## SHORT TASK
Exactly as given, write out the lines from the one containing "Teacher note: please indicate the crowd" through the end of the listing, with both ends included and nothing else.

## RECORDED DATA
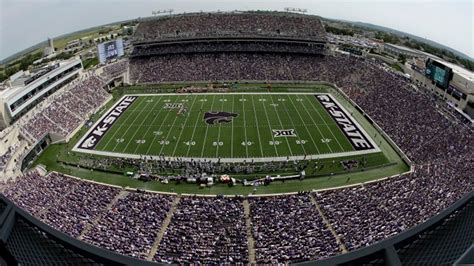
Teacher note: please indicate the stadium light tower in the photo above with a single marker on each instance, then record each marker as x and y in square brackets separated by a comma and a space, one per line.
[162, 11]
[296, 10]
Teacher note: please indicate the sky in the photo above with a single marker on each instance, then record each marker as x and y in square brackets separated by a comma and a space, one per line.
[24, 23]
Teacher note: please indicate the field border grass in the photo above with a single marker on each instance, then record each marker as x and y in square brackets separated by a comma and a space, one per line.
[376, 149]
[54, 155]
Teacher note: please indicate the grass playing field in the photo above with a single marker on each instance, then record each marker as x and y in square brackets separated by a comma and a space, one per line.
[232, 125]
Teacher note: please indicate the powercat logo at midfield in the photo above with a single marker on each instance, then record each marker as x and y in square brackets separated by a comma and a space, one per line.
[357, 138]
[94, 135]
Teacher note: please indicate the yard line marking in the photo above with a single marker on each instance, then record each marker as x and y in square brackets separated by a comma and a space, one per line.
[140, 126]
[307, 130]
[195, 125]
[258, 131]
[302, 146]
[156, 135]
[171, 129]
[119, 126]
[270, 127]
[330, 130]
[154, 118]
[281, 124]
[181, 132]
[232, 133]
[219, 134]
[312, 119]
[245, 128]
[129, 126]
[207, 128]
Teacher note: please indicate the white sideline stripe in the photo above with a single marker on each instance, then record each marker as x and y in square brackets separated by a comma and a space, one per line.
[255, 159]
[232, 160]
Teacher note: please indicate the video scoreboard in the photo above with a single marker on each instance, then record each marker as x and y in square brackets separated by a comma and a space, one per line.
[438, 73]
[110, 50]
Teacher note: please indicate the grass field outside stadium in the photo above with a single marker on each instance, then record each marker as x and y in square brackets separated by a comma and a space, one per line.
[231, 126]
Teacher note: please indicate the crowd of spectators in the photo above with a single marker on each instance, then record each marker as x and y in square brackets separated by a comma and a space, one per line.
[114, 70]
[131, 225]
[288, 229]
[7, 155]
[66, 111]
[201, 25]
[218, 233]
[285, 228]
[228, 46]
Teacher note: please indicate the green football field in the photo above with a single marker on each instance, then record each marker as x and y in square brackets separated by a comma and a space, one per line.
[238, 125]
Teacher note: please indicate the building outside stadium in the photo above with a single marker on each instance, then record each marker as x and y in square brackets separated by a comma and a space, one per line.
[352, 155]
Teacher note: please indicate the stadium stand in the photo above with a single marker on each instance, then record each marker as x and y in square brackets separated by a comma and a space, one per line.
[443, 244]
[230, 24]
[318, 225]
[66, 111]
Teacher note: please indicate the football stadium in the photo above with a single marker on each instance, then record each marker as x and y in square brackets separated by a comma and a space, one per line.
[243, 137]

## ANSWER TO THIS PROBLEM
Teacher note: please indicate the crowd of spectators in the photo above with a single marker on each instance, then record each marker as x and y in square brackets separated by a comma and a space, one per line.
[114, 70]
[131, 225]
[288, 229]
[7, 155]
[66, 111]
[201, 25]
[218, 233]
[285, 228]
[228, 46]
Teacher note: please indicate the green football field in the photo above with a single marker on each instance, then record each marker as x and y in square brackets separated by a comma and a space, one per line.
[238, 125]
Teacher note: please indicate the building outside stadium in the photo above with a single marker on each instance, then record each marker as x and y in square brackets separated by a comma and a space, one per line.
[352, 155]
Teacher note: please indicate the stadium stand in the photo above with a single marker on each instance, then record each marker as x and y in square brackets separated by a comma and a space, one per line.
[443, 244]
[230, 24]
[318, 225]
[66, 111]
Teacher note: please indicate the football stadium in the photo above with a single marker on each instance, then record each marker as x and y in square brackets separated by a comma and a space, one per line.
[243, 137]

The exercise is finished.